Problem description
Reproduce each record exactly.

--- Data for review Enclosed Below ---

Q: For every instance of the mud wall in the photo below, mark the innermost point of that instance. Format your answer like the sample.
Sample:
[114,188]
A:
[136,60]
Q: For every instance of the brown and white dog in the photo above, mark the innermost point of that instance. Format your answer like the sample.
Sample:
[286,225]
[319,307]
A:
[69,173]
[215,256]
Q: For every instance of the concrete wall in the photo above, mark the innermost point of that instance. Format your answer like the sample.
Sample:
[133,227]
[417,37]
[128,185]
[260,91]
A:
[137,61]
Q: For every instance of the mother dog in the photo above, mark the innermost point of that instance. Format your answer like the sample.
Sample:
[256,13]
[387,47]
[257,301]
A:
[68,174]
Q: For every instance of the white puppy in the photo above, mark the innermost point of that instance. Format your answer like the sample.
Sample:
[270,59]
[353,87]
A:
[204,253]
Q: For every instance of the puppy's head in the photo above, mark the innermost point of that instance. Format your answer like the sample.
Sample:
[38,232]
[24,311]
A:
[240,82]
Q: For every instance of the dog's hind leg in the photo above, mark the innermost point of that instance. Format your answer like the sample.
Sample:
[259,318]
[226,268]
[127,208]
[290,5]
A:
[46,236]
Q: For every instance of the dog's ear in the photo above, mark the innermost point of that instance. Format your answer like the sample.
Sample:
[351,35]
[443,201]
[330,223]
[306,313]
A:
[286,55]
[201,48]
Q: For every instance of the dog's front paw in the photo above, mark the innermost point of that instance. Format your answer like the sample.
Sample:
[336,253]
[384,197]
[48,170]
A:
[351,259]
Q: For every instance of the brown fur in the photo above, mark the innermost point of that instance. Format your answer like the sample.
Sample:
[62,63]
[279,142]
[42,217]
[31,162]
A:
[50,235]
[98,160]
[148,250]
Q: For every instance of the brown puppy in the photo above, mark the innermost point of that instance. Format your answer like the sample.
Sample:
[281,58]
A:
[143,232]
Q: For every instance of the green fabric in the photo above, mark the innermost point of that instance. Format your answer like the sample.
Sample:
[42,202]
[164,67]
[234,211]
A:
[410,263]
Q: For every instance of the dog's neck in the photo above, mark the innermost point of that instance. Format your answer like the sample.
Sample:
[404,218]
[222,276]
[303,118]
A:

--- End of Enclosed Data for review ---

Solution to the exercise
Q: For every instance of the mud wall in the photo below, mark the innermost point of that instance. Format your answer like the sample.
Sample:
[114,188]
A:
[136,60]
Q: For every instance of the brown and white dog in the photo above, mark the innermost point of that instance. Format your answer like the sample.
Sample:
[286,225]
[319,307]
A:
[69,173]
[215,256]
Q: For every instance of the concrete wall in the photo above, mark the innermost point of that instance. Format your answer like the sample.
Sample:
[133,227]
[417,37]
[128,185]
[260,91]
A:
[137,61]
Q: For every instance of the mother dog in the photo above, mark the innermost point of that instance. Format your answer like the sample.
Sample:
[256,13]
[387,47]
[257,301]
A:
[68,174]
Q: For every instance of the white puppy in the photo above, mark the innermost point of that instance. Format your answer like the sample.
Sample:
[270,59]
[353,87]
A:
[204,253]
Q: For every instance of the puppy's head in the photo above, mark the innermost point of that instance. Format your answer like the sample.
Sample:
[38,232]
[24,311]
A:
[240,82]
Q: For every instance of the dog's hind leg in the photo above, mark the innermost point of that instance. Format your answer like the sample.
Sample:
[259,318]
[226,268]
[127,208]
[290,5]
A:
[46,236]
Q: For every instance of the dog's ear in the photo above, mark the innermost point of that instance. Format your answer like the sample.
Sample:
[351,35]
[443,201]
[330,223]
[306,313]
A:
[286,55]
[201,48]
Q: For every instance of the dog's front paw in the photo above, mark the innermost point of that instance. Format your answer like the sample.
Sample:
[336,253]
[384,197]
[48,170]
A:
[351,259]
Q: For every instance of the brown fur in the photo above, mark the innermost point of that instance. Format your answer like the sample.
Sample:
[62,63]
[279,142]
[42,217]
[31,162]
A:
[50,235]
[98,160]
[148,250]
Q: For every instance of the brown puppy in the photo above, mark the innermost point of that instance. Format your answer like the sample.
Sample:
[281,58]
A:
[143,232]
Q: For every instance of the green fabric in the photo above, mark the innermost point of that instance. Format your answer like the sample.
Sample:
[42,202]
[164,67]
[234,211]
A:
[410,263]
Q: For every instance of the dog's neck in the photo above, mark the innermost point of that instance. Format your answer like the sample.
Sample:
[404,218]
[222,276]
[303,118]
A:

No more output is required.